PROBLEM TO SOLVE ▸ Please show each line of the listing that contains the string "target", copied in full.

ENTRIES SHOWN ▸
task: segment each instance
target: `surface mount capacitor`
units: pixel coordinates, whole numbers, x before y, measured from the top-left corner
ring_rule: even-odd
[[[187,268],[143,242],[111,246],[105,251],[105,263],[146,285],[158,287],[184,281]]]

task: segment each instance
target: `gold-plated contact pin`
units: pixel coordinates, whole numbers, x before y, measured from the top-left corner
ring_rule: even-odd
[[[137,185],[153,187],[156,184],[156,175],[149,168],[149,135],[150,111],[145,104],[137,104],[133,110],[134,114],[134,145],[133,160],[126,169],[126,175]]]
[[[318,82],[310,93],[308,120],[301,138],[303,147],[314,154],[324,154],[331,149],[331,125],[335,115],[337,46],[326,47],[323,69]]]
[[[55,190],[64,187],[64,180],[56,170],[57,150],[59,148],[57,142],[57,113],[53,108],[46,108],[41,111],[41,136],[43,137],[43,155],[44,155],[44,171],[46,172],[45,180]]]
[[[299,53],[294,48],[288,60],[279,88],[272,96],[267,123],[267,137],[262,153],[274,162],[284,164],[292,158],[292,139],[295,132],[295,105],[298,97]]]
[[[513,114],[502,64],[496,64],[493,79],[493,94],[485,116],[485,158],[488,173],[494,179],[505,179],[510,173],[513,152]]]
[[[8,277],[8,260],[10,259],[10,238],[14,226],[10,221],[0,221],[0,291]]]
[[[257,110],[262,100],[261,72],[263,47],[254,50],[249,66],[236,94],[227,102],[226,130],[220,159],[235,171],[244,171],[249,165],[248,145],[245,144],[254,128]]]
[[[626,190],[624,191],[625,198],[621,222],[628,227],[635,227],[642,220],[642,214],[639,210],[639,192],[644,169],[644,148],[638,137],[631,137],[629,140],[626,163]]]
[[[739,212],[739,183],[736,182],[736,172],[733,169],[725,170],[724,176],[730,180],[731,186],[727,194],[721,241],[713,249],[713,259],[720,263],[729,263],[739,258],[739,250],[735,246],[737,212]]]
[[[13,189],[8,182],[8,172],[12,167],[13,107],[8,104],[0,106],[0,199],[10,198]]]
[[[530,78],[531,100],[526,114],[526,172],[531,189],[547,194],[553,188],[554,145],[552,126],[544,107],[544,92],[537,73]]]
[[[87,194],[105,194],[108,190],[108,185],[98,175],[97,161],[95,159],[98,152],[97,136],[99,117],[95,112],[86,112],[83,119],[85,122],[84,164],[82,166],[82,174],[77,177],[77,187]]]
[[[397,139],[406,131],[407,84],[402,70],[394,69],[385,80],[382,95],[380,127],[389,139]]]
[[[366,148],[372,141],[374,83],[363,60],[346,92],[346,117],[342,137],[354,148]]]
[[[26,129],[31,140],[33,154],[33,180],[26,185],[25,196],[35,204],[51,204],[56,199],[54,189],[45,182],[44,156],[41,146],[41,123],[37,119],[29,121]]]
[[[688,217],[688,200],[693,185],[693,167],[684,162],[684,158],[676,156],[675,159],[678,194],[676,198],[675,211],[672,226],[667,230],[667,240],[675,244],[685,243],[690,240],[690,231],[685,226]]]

---

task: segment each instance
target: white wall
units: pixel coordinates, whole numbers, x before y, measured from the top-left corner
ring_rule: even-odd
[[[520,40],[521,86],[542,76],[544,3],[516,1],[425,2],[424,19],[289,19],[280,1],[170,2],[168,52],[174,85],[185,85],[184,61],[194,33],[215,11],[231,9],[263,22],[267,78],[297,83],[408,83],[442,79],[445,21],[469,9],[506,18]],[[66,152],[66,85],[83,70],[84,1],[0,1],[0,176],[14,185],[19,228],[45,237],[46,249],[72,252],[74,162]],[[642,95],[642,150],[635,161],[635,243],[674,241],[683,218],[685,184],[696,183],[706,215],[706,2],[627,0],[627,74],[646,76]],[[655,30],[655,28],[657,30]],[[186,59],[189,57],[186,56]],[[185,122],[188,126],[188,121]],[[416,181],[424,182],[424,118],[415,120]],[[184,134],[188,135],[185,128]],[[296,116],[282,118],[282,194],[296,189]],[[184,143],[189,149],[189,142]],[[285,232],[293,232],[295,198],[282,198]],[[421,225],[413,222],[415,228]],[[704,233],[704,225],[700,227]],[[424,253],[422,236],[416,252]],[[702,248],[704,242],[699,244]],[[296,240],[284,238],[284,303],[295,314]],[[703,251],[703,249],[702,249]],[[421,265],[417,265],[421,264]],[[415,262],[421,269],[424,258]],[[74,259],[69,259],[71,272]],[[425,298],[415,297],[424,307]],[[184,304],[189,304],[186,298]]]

WORKED ANSWER ▸
target: `surface mount capacitor`
target: `gold-plated contact pin`
target: white wall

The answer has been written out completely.